**Work task:**
When a record holds a picture, leave the picture out and copy everything else exactly.

::: Dataset records :::

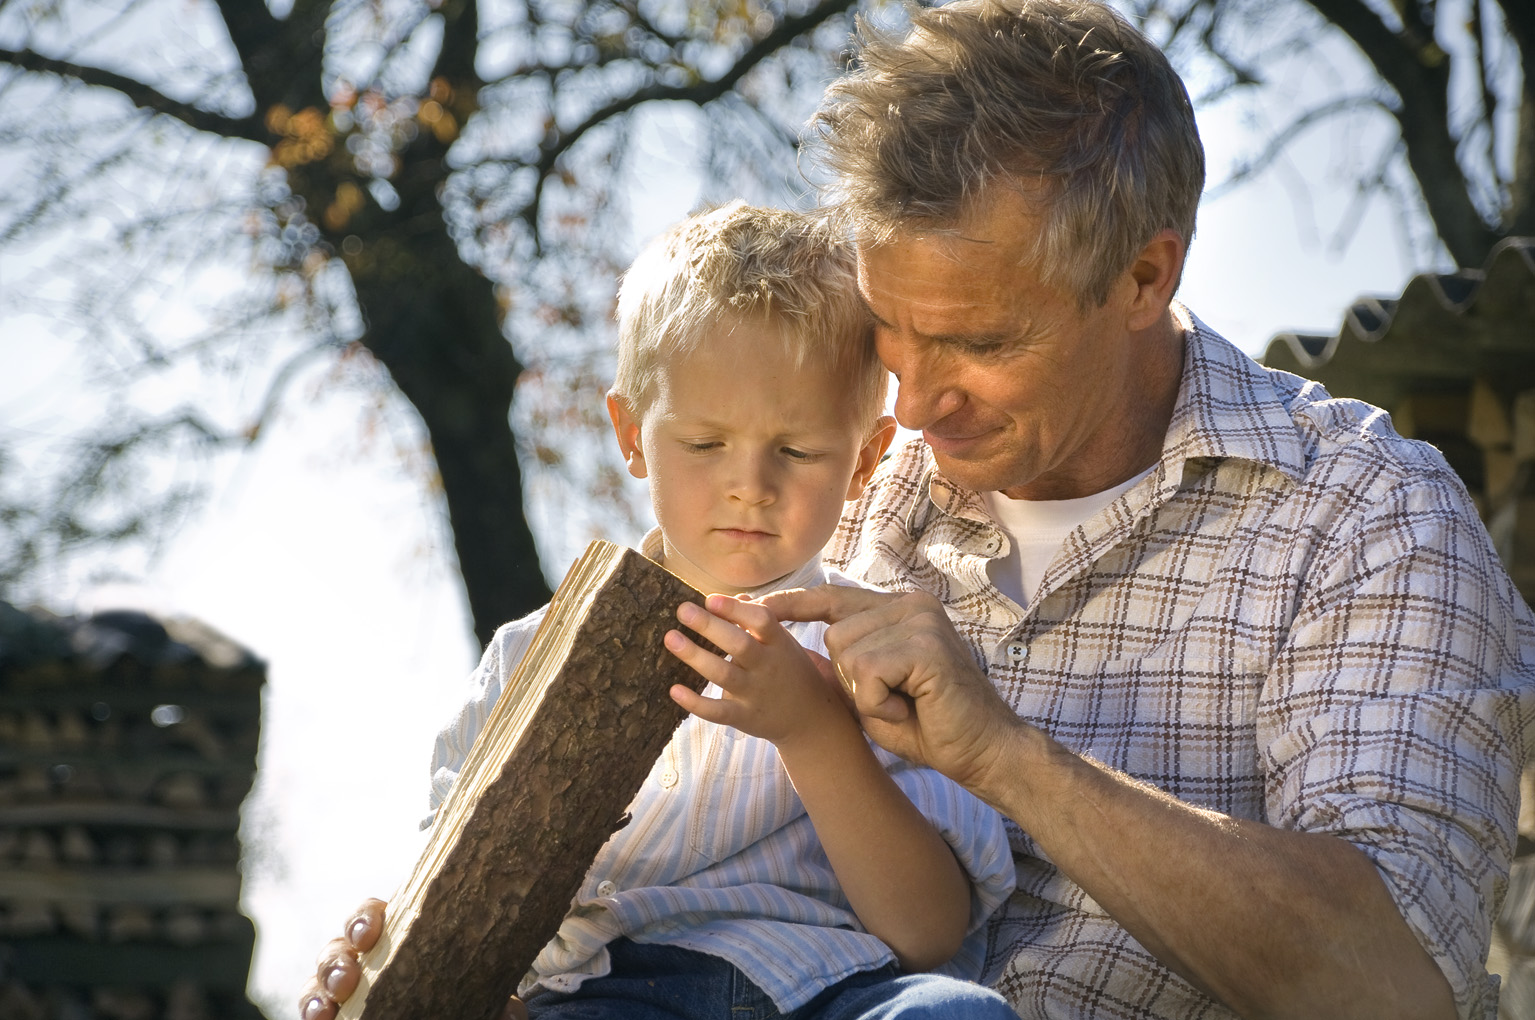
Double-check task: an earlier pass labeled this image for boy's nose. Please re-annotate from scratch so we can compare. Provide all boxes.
[727,455,776,505]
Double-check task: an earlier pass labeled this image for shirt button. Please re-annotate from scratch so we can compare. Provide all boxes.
[658,768,678,788]
[1007,642,1028,665]
[596,880,617,897]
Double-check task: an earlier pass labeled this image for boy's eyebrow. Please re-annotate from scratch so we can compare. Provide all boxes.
[671,415,848,440]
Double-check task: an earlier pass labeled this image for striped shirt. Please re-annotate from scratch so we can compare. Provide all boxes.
[427,536,1016,1012]
[825,304,1535,1020]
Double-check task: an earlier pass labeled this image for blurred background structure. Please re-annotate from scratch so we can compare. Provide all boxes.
[0,603,265,1019]
[0,0,1529,1016]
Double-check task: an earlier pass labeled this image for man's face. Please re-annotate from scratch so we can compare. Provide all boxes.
[857,195,1143,500]
[610,318,888,595]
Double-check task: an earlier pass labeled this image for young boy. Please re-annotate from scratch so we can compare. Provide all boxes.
[307,203,1015,1019]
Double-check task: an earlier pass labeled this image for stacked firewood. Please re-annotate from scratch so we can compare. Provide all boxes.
[0,603,266,1020]
[1390,378,1535,601]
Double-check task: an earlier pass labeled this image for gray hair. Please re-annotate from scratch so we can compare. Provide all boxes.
[810,0,1205,307]
[613,201,887,428]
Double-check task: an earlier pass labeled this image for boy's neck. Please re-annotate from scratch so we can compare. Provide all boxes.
[640,528,823,597]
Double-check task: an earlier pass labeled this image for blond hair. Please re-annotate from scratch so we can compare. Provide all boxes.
[613,201,887,428]
[810,0,1204,307]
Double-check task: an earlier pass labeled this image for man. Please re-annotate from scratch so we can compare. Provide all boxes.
[763,1,1534,1018]
[305,1,1532,1017]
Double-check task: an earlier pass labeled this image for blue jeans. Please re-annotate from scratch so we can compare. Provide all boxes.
[523,939,1017,1019]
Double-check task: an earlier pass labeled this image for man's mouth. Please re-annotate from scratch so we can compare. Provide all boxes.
[923,426,992,456]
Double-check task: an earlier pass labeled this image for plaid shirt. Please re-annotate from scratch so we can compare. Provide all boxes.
[826,305,1535,1020]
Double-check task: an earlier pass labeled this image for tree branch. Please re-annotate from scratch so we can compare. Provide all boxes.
[1492,0,1535,236]
[1301,0,1501,264]
[0,47,265,143]
[1205,93,1391,199]
[524,0,858,247]
[211,0,330,114]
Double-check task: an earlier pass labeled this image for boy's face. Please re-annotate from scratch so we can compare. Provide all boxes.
[608,318,894,595]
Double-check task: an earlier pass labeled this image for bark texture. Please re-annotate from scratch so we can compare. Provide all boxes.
[343,542,711,1020]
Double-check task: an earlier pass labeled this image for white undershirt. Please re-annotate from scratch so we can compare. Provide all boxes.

:::

**Completed task:**
Double-check task: an earlier pass labeled this image for boy's nose. Please re-annotate from scratch so we can compare. Provide all boxes.
[727,455,776,505]
Double-check task: an earlier pass labeled this image for shirt button. Please re-annotate from scratch so we can compare. Provide all boxes.
[658,768,678,788]
[1007,642,1028,665]
[596,880,617,897]
Double-check task: an earlier pass labeled this image for boy's eyebrow. Please re-annotate from scratch so we can compare. Provide all boxes.
[671,415,848,440]
Double-check task: an earlier pass labeled this image for striped shirt. Please re-annotate from scratch so we can compare. Provide all boxes.
[427,536,1016,1012]
[825,304,1535,1020]
Double-check task: an earlier pass labeled this image for blurred background structure. Please re-annotate from scratch so we can compare. Provide all boxes.
[0,603,265,1019]
[0,0,1529,1016]
Double-check task: an earlier pass labeled this image for man's face. Please re-annotate from scratch so we can compare. Provide all boxes.
[857,195,1143,500]
[610,318,888,595]
Double-check task: an earlier pass labeled this image for young boy. Please re-annotate from scratch so we can compare. Provide all boxes.
[307,203,1015,1019]
Double-check task: an earlier pass labeled this image for stacked firewood. Please re-annotate from scratch so we can compare. Provide all boxes.
[0,603,266,1020]
[1390,378,1535,601]
Double-check task: an earlier pass labeled this image for gray hair. Please re-annotate from scratch so we can compare. Provide all boxes.
[810,0,1205,307]
[613,201,887,428]
Double-check task: an earlier pass labeled this image for boy's neck. Please re-annotate from scratch so we can compare. Provide all boxes.
[640,528,823,597]
Double-check task: an earlier pass labeled this image for blond hair. Please re-annotate from scratch so we can compare. Provide all boxes.
[613,201,887,428]
[810,0,1204,307]
Double-check task: an earlier pass labeled this image for man. Please re-annotate from scratch so we can compare. Provide all boxes.
[763,1,1534,1018]
[305,1,1532,1017]
Double-check task: an earlier pass labeled this image for blue jeans. Please re-annotate from scratch so we can compare. Provide all boxes.
[523,939,1017,1019]
Double-check task: an earlier pass labeled this image for man's mouth. Please re-annotate from scratch so we can compare. Provide all boxes.
[923,426,992,456]
Double-check task: an earlier pass labeled this image for plaid shirt. Please re-annotate from scratch so we can compare. Provide all boxes.
[826,305,1535,1020]
Double-check task: an earlier pass labeled this image for tree branch. Please re-annotate from scratch so we can compare. Provide all boxes.
[1492,0,1535,236]
[1301,0,1501,264]
[0,47,265,143]
[1205,93,1391,199]
[524,0,858,247]
[211,0,330,114]
Double-check task: an earlier pass labeled this image for boy's face. Please re-annotate from scratch so we can compare. Provide all boxes.
[608,318,894,595]
Double-check task: an earlier pass labeled this image for bark texture. Please re-annotate from scratch so we can compare. Provide all boxes.
[343,542,711,1020]
Double-check task: an earlier pass labeled this image for white undershirt. Please re-annotate from scratch so we can compare. Provide all boxes.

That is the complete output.